(DATA FOR THIS TASK):
══════════════════════════════
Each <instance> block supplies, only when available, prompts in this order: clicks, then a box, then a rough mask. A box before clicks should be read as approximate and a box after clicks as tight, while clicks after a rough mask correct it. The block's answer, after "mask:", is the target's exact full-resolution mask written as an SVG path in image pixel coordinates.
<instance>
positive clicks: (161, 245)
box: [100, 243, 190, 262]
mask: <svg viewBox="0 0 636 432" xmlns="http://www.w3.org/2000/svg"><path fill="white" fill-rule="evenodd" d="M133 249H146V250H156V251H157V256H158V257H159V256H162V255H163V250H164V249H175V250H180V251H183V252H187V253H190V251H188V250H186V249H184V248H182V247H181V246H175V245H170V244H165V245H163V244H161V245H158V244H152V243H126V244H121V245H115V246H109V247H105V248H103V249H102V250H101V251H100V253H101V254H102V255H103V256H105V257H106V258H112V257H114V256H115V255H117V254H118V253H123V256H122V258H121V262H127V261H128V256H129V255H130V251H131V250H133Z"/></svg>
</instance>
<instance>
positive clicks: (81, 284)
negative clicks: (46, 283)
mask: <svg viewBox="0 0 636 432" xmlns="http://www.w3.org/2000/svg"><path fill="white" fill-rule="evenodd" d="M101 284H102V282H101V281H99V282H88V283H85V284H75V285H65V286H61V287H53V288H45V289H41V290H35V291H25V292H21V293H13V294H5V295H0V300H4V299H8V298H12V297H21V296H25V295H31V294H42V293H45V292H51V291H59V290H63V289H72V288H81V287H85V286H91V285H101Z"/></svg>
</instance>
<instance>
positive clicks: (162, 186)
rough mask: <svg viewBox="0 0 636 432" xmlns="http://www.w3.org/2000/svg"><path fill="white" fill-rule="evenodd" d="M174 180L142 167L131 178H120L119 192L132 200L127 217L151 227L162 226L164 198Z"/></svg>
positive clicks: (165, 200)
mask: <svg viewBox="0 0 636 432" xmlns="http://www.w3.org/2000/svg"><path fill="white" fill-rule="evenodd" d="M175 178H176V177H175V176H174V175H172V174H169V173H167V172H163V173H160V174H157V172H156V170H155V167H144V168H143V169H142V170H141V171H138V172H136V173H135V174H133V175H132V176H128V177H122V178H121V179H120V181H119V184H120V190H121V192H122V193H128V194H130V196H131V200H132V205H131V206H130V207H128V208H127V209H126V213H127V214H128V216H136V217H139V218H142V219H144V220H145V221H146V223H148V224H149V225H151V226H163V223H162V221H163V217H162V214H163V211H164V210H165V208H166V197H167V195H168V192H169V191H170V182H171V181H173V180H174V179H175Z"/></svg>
══════════════════════════════
(EXERCISE OBJECTIVE): Reproduce the material above precisely, omitting nothing.

(OUTPUT FOR THIS EXERCISE):
Each <instance> block supplies, only when available, prompts in this order: clicks, then a box, then a rough mask. A box before clicks should be read as approximate and a box after clicks as tight, while clicks after a rough mask correct it. The block's answer, after "mask:", is the target's exact full-resolution mask written as an SVG path in image pixel coordinates.
<instance>
positive clicks: (161, 245)
box: [100, 243, 190, 262]
mask: <svg viewBox="0 0 636 432" xmlns="http://www.w3.org/2000/svg"><path fill="white" fill-rule="evenodd" d="M133 249H146V250H156V251H157V256H158V257H159V256H162V255H163V250H164V249H175V250H180V251H183V252H187V253H190V251H188V250H186V249H184V248H182V247H181V246H175V245H170V244H165V245H163V244H161V245H158V244H152V243H126V244H121V245H115V246H109V247H105V248H103V249H102V250H101V251H100V253H101V254H102V255H103V256H105V257H106V258H112V257H114V256H115V255H117V254H118V253H123V256H122V258H121V262H127V261H128V256H129V255H130V251H131V250H133Z"/></svg>
</instance>
<instance>
positive clicks: (81, 284)
negative clicks: (46, 283)
mask: <svg viewBox="0 0 636 432" xmlns="http://www.w3.org/2000/svg"><path fill="white" fill-rule="evenodd" d="M101 284H102V282H101V281H99V282H88V283H85V284H75V285H65V286H61V287H53V288H45V289H41V290H35V291H25V292H21V293H13V294H5V295H0V300H4V299H8V298H12V297H21V296H25V295H31V294H42V293H45V292H51V291H59V290H63V289H72V288H81V287H85V286H91V285H101Z"/></svg>
</instance>
<instance>
positive clicks: (162, 186)
rough mask: <svg viewBox="0 0 636 432" xmlns="http://www.w3.org/2000/svg"><path fill="white" fill-rule="evenodd" d="M174 180L142 167L131 178H120L119 192L132 200L127 217L151 227L162 226L164 198Z"/></svg>
positive clicks: (165, 200)
mask: <svg viewBox="0 0 636 432" xmlns="http://www.w3.org/2000/svg"><path fill="white" fill-rule="evenodd" d="M175 178H176V177H175V176H174V175H172V174H169V173H167V172H163V173H160V174H157V172H156V170H155V167H144V168H143V169H142V170H141V171H138V172H136V173H135V174H133V175H132V176H128V177H122V178H121V179H120V181H119V184H120V190H121V192H122V193H128V194H130V196H131V200H132V205H131V206H130V207H128V208H127V209H126V213H127V214H128V216H136V217H139V218H142V219H144V220H145V221H146V223H148V224H149V225H151V226H163V223H162V221H163V217H162V214H163V211H164V210H165V208H166V197H167V195H168V192H169V191H170V182H171V181H173V180H174V179H175Z"/></svg>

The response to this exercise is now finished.